▶ TEXT PROVIDED:
----

RFID technology company eAgile is marketing a solution known as eSeal that aims to enable the automatic tracking of containers of medication from the point of manufacture to the drugstore counter or a patient’s hospital bedside. The eSeal is an ultrahigh-frequency (UHF) RFID-enabled cap that can be attached to a bottle of prescription or over-the-counter medication, and would then be tracked throughout the supply chain via eAgile’s software.
EAgile, based in Grand Rapids, Mich., offers a variety of RFID-based solutions. The company began looking into new markets in recent years, and zeroed in on pharmaceuticals and health care. “We were looking at where RFID could provide more value and service to society,” says Gary Burns, eAgile’s CEO. Medical errors lead to illness and death at a rate of 400,000 times annually, according to Burns, and many of those are the result of patients taking the wrong medications or taking drugs at the wrong dose. In addition, counterfeit products make their way into the supply chain, which can also impact patient health.
So by the third quarter of 2015, eAgile was beta-testing the eSeal, as well as its related hardware infrastructure and management software. The long-term goal, Burns says, is for the system to track every bottle from factory to consumer, though it had been initially tested by an unnamed nutraceutical company at its manufacturing facilities so that the firm could identify when its medications were bottled and shipped. That nutraceutical company has completed the beta-testing and is now ordering the caps in the millions, he reports, and plans to extend the system’s use into distribution centers as well.
The eSeal solution integrates a uniquely encoded RFID inlay between a pharmaceutical bottle’s closure and seal, with eAgile providing a complete cap and seal compatible with a drug manufacturer’s existing production equipment. The eSeal caps and closures are made with the exact diameter of existing caps and closures that drug makers currently use to seal medicine-filled bottles. “There’s already great uniformity in the nature of enclosures,” Burns states.
Currently, the eSeal cap is made with an Impinj passive UHF RFID chip. The chip and inlay are located between the cap’s closure and seal. The chip stores a unique identifier that can be linked to the product’s name, strength, serial number and batch number, as well as to the date and location of manufacture. A version of the eSeal cap is available whereby if a cap’s seal has been broken, its chip will cease to function, thereby serving to alert a manufacture that someone may have tampered with that bottle.

----

▶ SOURCE INFORMATION:
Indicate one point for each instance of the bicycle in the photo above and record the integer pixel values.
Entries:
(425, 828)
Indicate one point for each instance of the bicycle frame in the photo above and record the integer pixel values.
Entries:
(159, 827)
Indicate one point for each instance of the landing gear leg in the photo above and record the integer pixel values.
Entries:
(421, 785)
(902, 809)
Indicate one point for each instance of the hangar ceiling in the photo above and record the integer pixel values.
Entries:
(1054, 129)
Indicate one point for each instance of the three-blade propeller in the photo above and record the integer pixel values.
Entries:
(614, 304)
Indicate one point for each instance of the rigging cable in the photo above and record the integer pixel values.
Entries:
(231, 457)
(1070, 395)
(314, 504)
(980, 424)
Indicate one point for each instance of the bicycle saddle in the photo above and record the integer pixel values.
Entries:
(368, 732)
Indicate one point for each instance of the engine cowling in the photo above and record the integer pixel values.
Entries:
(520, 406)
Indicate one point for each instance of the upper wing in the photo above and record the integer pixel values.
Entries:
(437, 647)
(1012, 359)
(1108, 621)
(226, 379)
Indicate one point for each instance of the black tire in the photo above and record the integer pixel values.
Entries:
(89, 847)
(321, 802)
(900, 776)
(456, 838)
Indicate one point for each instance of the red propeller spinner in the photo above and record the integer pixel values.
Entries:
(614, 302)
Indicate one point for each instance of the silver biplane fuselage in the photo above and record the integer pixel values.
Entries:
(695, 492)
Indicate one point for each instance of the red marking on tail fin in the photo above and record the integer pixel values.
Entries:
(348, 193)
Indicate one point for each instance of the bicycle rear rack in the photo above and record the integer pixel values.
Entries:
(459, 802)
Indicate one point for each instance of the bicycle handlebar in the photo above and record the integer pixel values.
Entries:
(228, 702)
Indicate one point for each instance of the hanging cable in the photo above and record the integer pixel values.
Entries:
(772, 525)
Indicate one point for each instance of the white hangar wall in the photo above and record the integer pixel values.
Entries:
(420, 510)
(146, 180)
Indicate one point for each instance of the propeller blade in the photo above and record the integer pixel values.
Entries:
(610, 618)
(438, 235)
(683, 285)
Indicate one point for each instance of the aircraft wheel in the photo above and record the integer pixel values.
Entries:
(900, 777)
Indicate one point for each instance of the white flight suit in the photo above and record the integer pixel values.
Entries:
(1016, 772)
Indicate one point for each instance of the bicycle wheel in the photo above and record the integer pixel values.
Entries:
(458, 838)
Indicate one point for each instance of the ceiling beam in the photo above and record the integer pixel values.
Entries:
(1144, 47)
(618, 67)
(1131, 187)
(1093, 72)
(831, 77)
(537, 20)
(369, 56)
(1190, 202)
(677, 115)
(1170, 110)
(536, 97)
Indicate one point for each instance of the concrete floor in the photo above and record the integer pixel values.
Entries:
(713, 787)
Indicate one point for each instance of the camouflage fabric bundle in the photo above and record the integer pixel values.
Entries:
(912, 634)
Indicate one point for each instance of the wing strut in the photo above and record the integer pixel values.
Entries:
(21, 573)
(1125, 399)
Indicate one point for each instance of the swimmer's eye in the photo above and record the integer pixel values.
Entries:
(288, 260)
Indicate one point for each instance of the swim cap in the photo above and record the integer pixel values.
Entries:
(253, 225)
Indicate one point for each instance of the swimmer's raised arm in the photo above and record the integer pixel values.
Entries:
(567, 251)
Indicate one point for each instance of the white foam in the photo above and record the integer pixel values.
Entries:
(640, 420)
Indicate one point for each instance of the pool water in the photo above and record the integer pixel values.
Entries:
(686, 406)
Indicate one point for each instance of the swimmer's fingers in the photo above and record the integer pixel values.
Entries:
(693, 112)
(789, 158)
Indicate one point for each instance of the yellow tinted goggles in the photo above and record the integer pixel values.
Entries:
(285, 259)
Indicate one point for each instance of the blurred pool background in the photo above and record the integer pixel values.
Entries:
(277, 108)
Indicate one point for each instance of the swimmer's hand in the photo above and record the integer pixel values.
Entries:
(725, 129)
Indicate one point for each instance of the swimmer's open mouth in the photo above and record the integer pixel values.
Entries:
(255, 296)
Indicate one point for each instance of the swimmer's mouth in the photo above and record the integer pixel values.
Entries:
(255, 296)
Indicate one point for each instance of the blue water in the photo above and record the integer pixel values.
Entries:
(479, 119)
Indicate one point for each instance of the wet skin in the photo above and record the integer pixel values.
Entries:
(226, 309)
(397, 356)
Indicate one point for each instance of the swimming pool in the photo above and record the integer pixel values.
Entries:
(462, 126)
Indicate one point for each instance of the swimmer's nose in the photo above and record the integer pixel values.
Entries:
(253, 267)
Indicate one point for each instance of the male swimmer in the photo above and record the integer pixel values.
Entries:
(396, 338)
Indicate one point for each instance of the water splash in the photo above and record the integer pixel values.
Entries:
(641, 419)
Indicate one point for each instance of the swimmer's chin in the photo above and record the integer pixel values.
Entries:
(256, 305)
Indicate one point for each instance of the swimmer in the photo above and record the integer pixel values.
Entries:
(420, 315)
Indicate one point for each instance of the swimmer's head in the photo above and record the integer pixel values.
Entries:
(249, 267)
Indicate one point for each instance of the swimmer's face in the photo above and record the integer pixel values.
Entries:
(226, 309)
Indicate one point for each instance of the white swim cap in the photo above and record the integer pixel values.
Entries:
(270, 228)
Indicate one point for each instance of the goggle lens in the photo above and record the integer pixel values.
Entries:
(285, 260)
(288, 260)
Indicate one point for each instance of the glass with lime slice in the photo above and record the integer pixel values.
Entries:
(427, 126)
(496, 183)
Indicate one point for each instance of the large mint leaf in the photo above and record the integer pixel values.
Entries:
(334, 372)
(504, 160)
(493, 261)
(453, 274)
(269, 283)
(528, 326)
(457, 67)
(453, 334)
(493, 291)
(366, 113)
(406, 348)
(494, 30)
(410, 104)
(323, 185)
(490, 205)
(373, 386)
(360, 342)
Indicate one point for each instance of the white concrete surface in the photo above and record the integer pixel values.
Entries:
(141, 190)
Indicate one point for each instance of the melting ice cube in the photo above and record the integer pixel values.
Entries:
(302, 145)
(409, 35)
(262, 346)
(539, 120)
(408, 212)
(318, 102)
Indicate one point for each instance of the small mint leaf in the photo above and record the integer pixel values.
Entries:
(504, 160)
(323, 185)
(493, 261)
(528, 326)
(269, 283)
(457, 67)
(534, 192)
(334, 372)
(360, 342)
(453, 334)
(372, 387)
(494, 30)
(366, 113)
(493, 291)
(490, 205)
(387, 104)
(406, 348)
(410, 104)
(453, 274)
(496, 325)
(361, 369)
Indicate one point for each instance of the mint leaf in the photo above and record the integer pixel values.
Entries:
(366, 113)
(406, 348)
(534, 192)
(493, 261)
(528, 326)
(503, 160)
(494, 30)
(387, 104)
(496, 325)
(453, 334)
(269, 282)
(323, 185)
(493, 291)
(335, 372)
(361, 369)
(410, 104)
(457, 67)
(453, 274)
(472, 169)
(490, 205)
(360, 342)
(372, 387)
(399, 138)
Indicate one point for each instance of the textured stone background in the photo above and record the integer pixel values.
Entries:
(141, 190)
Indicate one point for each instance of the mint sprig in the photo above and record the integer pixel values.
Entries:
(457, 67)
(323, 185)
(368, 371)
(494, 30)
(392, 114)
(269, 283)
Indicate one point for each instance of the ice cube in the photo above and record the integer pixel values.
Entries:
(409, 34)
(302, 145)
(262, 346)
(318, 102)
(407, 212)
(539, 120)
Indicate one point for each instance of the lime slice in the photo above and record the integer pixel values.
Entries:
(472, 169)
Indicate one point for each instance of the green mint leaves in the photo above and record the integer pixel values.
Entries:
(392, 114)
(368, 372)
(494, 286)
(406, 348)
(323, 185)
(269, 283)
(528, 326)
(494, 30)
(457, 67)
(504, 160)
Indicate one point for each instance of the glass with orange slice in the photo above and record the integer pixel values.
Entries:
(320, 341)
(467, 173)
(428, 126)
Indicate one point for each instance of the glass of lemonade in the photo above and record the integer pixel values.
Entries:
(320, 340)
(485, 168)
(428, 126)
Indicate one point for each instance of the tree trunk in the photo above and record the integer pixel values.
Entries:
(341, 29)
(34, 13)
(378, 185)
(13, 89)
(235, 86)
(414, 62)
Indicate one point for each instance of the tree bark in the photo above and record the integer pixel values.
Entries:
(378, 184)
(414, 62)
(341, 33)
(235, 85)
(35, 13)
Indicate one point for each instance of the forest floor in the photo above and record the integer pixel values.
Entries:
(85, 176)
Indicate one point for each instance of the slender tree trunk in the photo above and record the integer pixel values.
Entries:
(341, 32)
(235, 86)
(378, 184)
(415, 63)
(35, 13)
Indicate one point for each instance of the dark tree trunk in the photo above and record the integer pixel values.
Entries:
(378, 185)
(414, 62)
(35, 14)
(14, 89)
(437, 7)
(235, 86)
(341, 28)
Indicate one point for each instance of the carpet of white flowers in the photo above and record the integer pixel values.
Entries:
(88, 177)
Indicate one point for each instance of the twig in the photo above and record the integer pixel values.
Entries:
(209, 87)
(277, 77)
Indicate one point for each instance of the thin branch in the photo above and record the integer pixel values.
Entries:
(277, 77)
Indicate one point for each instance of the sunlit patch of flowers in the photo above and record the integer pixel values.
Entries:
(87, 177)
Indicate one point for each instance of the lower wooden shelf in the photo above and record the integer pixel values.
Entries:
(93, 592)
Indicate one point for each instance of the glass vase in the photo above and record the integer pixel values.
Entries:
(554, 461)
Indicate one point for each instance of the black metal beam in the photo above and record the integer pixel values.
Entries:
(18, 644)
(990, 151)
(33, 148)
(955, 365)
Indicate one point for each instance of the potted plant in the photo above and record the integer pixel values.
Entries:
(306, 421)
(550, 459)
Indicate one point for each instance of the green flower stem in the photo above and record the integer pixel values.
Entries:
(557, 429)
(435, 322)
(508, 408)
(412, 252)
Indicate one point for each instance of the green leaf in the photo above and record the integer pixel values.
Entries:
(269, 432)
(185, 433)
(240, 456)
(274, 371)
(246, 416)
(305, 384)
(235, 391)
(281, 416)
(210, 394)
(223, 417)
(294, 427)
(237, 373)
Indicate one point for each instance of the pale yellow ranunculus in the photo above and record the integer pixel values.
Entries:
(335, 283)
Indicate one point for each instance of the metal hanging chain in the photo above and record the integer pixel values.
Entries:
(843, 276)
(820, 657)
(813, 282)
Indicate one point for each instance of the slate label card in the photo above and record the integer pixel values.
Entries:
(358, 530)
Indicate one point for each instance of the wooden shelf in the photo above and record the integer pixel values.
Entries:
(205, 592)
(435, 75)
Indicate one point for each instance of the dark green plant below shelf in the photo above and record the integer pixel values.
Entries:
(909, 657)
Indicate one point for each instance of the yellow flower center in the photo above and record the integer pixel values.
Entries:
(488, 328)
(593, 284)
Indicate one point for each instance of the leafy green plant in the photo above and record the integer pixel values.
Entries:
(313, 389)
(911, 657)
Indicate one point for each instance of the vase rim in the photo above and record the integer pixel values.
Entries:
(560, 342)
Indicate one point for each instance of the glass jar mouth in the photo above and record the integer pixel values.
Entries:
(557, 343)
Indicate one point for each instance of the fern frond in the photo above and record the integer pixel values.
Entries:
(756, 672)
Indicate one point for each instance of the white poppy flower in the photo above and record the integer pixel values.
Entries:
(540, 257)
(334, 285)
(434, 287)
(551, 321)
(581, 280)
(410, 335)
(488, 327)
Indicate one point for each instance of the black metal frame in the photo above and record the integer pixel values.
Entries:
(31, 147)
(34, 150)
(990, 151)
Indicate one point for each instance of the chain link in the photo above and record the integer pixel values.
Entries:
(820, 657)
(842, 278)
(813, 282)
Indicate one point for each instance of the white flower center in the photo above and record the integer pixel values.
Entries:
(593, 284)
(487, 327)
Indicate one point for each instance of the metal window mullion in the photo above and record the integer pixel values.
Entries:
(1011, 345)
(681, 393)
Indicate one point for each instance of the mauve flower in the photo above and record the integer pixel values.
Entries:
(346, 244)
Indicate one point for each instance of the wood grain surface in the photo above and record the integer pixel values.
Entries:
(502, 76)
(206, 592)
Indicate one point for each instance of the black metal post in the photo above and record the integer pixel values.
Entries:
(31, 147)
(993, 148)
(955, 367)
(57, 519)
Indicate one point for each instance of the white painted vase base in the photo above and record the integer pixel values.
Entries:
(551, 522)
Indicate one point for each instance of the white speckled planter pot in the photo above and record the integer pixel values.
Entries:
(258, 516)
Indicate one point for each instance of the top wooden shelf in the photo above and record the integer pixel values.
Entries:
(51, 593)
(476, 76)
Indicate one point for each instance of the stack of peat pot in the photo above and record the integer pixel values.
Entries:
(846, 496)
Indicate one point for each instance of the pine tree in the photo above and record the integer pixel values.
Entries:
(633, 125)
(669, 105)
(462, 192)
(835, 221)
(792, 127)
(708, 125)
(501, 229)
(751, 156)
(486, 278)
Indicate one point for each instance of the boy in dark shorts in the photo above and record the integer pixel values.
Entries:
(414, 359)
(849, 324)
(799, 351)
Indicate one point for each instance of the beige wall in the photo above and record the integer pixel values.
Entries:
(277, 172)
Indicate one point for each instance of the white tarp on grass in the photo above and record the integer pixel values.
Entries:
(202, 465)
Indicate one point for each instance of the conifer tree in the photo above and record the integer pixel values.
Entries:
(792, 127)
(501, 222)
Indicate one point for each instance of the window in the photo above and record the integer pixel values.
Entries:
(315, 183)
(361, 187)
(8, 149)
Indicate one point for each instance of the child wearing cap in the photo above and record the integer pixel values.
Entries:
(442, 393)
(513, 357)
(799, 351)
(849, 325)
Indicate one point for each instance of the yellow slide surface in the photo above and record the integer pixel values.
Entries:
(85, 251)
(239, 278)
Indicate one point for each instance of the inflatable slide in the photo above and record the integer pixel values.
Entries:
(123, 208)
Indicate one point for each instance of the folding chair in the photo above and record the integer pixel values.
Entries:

----

▶ YOUR TASK:
Translate this sentence from the eSeal article into Spanish: "Currently, the eSeal cap is made with an Impinj passive UHF RFID chip." These rows have no connection to the article about the eSeal.

▶ SOLUTION:
Actualmente, la tapa eSeal se fabrica con un chip RFID UHF pasivo de Impinj.